• Your objective:
Reproduce the reincarnation commentary below verbatim, in full.

• Extract:
On how to scientifically explore the notion of reincarnation, there are works of Ian Stevenson and Jim Tucker: the self of another is inaccessible by direct ways, but we can access it through behaviors and verbal reports.

2. How can life have any meaning if we live in a meaningless universe?

Having goals, like wanting to start a family, wanting to be happy with the loved ones, etc. The question of whether there is an objective meaning is independent of whether our life has meaning.

3. How can reincarnation be true when there are more people alive today than have ever lived before? (Alex doesn't know).

It is posible that appear new souls who lack previous lives, or there is a vast realm of souls waiting to incarnate. But the point is that the fact that there are other possibilities overrides the supposed impossibility of reincarnation.

Now not all be in the merely possible, we're starting to sound out the empirically probable by the works of the commented researchers.
 
Overall a disappointing interview (no fault of Alex). Lawrence seemed quite taciturn and I could sense irritation in his voice throughout, which emerges very clearly in his irate outbursts about the Dalai Lama and reincarnation. I don’t want to defend the Dalai Lama; I think there are all kinds of issues with the myth of Tibet and its lamas, as well as with the rulership of the Dalai Lamas; so I will leave that aside.

The one thing I would like to address is Lawrence’s comments about extraordinary claims requiring extraordinary proof.

First of all let me say I understand what Lawrence means and I agree with him in principle. The body of scientific knowledge we have accumulated is by far the most successful body of knowledge humanity has ever acquired, and its utility and results have transformed the human world. Science works.

As a body of knowledge Science is a construction and new claims which arise that challenge core principles or ‘laws’ of established Science must naturally be subject to rigorous testing, or extraordinary investigation, if sufficient scientists feel it is warranted. In other words a claim is not automatically worthy of investigation by the scientific community simply because it is made.

• Supplied records:
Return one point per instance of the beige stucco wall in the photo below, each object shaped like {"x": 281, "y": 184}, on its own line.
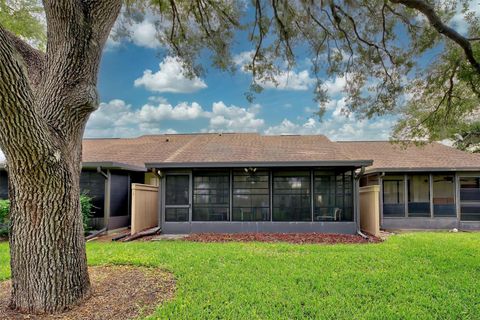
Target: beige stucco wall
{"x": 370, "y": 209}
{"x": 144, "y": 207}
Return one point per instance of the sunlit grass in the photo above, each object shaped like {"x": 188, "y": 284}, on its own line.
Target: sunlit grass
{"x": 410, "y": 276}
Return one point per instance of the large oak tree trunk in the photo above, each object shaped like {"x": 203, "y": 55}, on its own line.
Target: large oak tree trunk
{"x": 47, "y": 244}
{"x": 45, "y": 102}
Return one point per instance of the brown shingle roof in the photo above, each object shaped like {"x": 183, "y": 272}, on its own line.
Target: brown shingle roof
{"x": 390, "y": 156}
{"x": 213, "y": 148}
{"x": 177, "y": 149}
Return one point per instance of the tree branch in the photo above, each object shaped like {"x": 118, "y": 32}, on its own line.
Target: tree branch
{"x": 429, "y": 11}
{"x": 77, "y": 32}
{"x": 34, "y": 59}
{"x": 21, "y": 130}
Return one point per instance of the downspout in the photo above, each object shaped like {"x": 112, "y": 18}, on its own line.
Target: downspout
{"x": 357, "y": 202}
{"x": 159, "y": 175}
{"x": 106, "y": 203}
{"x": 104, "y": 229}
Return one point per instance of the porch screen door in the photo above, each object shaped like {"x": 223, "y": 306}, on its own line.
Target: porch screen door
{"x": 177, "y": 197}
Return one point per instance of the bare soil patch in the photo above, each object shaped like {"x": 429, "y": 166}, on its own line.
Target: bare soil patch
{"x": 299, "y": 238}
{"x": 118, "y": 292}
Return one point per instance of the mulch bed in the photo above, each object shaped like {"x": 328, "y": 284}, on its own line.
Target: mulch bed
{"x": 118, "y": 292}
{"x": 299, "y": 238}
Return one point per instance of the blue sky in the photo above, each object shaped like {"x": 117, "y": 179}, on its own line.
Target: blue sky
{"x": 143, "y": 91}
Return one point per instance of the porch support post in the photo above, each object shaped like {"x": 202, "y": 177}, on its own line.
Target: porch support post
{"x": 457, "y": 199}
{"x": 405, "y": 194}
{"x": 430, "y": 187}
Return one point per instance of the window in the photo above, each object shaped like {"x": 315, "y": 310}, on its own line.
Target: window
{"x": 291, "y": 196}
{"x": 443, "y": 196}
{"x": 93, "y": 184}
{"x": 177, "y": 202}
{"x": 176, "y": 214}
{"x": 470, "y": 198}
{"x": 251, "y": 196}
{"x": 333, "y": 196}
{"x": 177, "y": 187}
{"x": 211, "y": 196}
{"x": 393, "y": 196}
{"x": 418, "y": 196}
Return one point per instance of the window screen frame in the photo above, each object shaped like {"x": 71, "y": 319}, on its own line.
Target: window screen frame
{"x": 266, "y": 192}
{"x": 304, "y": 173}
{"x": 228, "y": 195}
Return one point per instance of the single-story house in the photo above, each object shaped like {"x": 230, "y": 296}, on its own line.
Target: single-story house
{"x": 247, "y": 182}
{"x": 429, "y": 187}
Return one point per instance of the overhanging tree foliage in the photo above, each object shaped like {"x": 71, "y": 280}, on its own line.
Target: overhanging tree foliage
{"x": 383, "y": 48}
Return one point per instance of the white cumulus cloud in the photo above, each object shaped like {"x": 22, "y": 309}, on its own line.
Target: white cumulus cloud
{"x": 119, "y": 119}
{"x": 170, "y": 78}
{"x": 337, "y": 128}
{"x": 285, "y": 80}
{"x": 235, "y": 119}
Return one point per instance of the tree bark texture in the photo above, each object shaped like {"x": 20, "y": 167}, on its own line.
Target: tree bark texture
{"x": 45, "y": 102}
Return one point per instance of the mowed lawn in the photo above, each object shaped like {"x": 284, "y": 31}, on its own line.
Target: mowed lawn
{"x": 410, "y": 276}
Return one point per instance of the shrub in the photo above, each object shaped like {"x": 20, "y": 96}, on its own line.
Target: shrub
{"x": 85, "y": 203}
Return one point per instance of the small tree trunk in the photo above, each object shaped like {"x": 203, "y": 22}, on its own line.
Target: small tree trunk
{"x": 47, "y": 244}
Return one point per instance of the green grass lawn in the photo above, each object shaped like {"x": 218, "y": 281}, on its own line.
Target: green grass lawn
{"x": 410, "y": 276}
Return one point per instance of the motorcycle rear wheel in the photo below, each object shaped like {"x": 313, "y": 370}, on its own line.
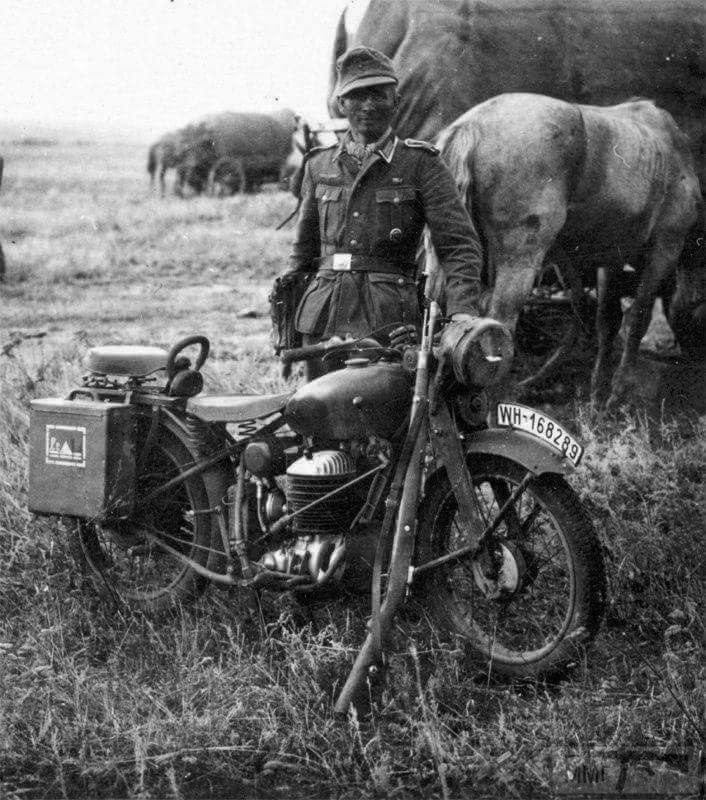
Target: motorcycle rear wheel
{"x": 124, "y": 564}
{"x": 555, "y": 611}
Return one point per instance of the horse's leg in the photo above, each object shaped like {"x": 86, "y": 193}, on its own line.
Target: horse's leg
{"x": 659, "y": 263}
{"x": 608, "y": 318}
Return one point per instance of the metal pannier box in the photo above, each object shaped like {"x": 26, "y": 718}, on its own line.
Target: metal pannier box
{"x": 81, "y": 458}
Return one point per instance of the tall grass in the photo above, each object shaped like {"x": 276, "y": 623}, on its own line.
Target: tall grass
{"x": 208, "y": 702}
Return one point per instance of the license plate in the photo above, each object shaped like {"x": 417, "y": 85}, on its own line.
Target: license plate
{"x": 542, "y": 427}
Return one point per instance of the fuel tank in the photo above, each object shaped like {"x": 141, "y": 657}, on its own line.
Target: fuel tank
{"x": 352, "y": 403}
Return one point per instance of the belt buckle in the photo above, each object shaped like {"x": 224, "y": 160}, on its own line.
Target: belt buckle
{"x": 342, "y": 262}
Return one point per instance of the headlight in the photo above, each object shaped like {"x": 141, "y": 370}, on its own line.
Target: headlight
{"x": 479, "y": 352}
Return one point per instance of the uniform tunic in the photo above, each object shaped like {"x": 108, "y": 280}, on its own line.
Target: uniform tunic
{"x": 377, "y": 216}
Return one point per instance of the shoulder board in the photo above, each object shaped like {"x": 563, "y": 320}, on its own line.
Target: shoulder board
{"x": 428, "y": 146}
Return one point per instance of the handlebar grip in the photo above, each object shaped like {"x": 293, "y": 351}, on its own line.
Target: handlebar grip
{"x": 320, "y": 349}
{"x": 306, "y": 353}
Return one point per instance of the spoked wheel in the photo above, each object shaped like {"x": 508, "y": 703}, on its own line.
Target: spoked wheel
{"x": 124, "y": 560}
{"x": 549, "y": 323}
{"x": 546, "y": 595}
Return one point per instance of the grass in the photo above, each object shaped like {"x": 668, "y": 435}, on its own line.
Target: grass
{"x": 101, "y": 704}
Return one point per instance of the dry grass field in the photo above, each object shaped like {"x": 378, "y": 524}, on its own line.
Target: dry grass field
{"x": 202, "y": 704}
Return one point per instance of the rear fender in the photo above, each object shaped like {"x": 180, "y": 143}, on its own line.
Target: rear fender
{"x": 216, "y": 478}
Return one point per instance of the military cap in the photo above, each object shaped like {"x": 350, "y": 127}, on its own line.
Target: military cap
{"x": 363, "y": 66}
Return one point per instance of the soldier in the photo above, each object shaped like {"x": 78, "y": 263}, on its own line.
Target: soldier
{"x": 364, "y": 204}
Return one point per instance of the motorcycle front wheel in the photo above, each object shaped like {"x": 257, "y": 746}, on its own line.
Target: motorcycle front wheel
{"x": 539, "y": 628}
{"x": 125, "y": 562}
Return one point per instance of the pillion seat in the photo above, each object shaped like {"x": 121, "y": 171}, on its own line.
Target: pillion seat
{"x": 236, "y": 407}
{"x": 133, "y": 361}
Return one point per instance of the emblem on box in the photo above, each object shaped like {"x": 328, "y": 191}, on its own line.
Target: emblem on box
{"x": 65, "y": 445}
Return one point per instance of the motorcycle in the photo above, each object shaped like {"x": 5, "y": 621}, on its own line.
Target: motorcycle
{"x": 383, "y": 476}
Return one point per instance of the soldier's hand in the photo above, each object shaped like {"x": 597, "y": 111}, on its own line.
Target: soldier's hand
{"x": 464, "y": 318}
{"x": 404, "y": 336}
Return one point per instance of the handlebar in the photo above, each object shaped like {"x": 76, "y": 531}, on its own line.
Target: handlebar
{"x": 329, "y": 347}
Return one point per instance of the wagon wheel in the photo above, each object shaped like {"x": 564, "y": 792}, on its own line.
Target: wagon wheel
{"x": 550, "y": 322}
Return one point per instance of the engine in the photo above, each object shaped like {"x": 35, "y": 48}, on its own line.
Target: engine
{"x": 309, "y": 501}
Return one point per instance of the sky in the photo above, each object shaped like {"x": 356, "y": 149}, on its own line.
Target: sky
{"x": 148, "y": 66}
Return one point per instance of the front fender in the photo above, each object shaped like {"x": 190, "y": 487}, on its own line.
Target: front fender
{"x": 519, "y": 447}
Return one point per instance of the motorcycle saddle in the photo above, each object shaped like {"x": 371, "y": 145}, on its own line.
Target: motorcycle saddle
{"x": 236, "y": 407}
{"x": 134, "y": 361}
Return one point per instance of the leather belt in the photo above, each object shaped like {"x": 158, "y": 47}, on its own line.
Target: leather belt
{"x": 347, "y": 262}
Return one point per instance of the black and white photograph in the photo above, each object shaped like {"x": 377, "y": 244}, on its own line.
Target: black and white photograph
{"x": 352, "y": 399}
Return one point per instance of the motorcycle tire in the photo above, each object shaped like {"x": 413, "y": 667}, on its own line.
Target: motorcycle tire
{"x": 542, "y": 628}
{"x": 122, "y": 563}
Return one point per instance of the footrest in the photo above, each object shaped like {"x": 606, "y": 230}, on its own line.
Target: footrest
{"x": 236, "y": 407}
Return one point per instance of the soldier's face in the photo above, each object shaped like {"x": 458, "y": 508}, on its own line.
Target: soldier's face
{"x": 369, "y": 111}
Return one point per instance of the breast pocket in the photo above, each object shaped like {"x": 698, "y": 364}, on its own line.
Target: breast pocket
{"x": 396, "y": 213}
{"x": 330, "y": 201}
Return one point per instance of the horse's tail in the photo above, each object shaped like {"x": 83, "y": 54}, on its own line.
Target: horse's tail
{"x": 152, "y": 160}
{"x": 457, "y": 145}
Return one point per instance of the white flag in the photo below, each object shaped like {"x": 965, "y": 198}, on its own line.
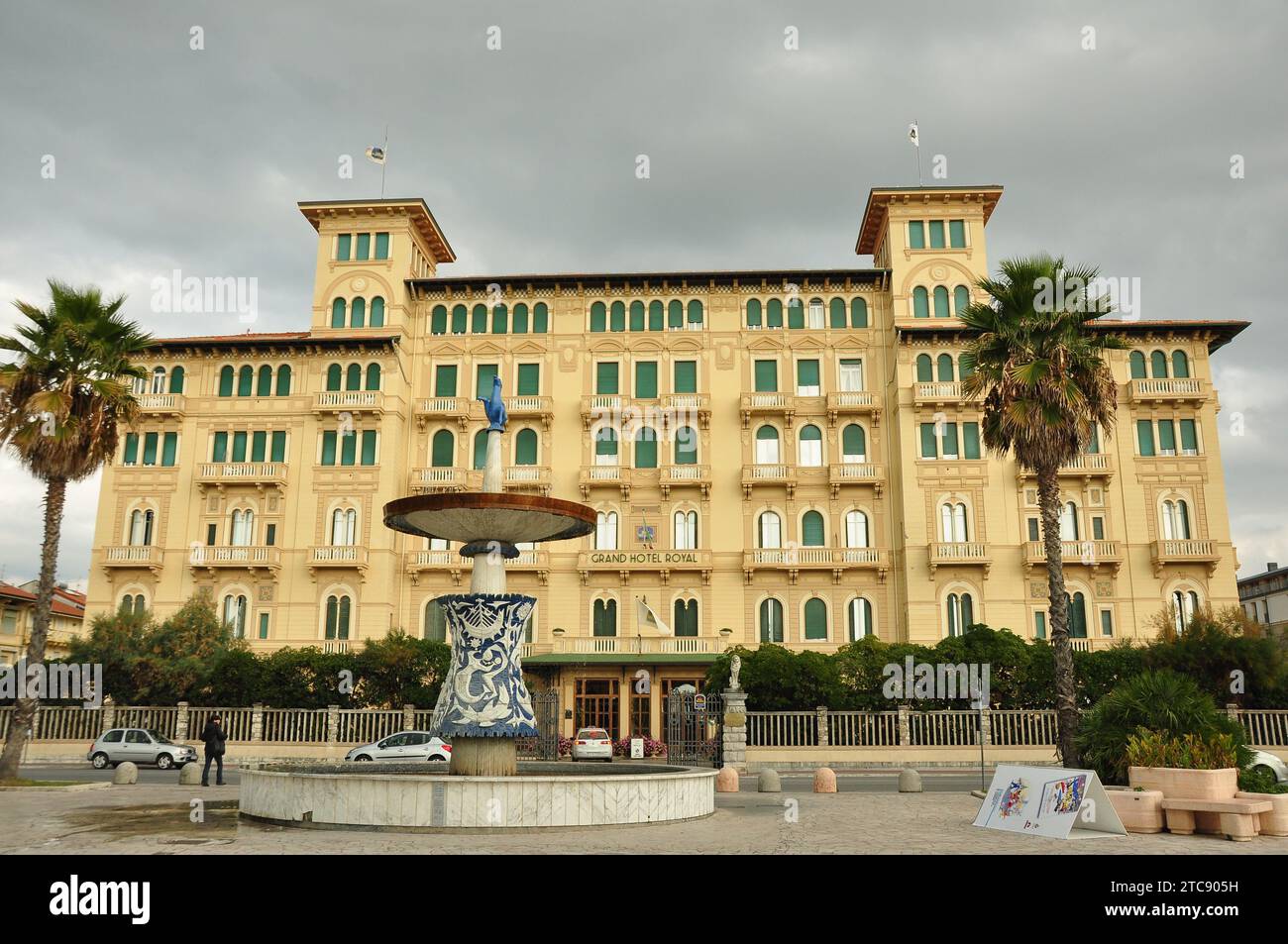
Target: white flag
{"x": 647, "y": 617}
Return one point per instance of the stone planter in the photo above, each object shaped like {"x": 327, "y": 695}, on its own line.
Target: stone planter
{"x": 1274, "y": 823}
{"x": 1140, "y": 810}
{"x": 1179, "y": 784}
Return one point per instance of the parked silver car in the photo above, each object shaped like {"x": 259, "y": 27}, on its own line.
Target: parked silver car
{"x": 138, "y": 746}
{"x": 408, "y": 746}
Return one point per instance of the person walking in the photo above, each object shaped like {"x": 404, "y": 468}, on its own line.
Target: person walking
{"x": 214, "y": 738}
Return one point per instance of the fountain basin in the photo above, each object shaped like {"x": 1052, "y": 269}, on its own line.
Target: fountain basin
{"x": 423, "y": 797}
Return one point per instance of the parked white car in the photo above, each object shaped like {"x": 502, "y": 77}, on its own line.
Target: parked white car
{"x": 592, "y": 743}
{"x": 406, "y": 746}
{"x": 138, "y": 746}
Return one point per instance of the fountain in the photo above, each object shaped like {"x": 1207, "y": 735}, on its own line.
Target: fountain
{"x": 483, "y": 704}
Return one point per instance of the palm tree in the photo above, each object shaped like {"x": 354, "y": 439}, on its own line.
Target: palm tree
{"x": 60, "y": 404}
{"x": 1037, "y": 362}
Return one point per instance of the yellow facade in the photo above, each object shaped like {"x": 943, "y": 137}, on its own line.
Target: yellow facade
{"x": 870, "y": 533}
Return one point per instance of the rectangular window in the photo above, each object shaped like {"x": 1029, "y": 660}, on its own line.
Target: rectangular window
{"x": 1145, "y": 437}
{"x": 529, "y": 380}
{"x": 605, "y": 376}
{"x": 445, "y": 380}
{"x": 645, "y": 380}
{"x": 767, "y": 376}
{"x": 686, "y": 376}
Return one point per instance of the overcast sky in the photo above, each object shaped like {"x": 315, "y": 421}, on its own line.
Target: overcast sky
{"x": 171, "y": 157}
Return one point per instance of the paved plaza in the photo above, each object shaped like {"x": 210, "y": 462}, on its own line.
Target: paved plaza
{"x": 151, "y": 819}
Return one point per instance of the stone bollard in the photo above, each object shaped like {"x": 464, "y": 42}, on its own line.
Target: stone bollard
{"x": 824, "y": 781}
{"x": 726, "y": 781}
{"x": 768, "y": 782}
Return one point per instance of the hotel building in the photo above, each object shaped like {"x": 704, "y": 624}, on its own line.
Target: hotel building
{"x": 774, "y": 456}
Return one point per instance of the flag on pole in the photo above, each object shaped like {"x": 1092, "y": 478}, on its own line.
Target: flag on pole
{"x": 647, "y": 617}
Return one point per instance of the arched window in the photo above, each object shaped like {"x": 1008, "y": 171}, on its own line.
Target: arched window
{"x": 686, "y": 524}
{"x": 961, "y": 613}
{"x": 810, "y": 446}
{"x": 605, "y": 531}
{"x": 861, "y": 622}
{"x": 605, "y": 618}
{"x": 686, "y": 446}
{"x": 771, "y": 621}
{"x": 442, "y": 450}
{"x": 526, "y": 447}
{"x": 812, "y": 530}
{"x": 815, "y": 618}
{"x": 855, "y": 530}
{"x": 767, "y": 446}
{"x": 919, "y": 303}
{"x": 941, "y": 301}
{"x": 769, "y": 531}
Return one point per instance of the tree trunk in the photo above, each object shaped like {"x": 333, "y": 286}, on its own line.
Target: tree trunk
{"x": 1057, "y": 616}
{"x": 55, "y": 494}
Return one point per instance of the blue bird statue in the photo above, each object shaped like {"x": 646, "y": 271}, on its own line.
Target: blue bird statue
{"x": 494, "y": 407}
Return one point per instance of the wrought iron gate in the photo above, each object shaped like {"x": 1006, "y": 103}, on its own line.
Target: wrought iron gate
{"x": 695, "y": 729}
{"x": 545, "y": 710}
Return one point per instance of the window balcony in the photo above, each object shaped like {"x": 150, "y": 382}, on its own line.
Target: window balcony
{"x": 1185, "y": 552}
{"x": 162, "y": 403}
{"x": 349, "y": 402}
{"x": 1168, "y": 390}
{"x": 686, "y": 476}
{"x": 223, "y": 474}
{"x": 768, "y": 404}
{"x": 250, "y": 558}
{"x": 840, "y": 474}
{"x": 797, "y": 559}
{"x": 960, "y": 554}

• Result:
On how to scientifically explore the notion of reincarnation, there are works of Ian Stevenson and Jim Tucker: the self of another is inaccessible by direct ways, but we can access it through behaviors and verbal reports.

2. How can life have any meaning if we live in a meaningless universe?

Having goals, like wanting to start a family, wanting to be happy with the loved ones, etc. The question of whether there is an objective meaning is independent of whether our life has meaning.

3. How can reincarnation be true when there are more people alive today than have ever lived before? (Alex doesn't know).

It is posible that appear new souls who lack previous lives, or there is a vast realm of souls waiting to incarnate. But the point is that the fact that there are other possibilities overrides the supposed impossibility of reincarnation.

Now not all be in the merely possible, we're starting to sound out the empirically probable by the works of the commented researchers.
 
Overall a disappointing interview (no fault of Alex). Lawrence seemed quite taciturn and I could sense irritation in his voice throughout, which emerges very clearly in his irate outbursts about the Dalai Lama and reincarnation. I don’t want to defend the Dalai Lama; I think there are all kinds of issues with the myth of Tibet and its lamas, as well as with the rulership of the Dalai Lamas; so I will leave that aside.

The one thing I would like to address is Lawrence’s comments about extraordinary claims requiring extraordinary proof.

First of all let me say I understand what Lawrence means and I agree with him in principle. The body of scientific knowledge we have accumulated is by far the most successful body of knowledge humanity has ever acquired, and its utility and results have transformed the human world. Science works.

As a body of knowledge Science is a construction and new claims which arise that challenge core principles or ‘laws’ of established Science must naturally be subject to rigorous testing, or extraordinary investigation, if sufficient scientists feel it is warranted. In other words a claim is not automatically worthy of investigation by the scientific community simply because it is made.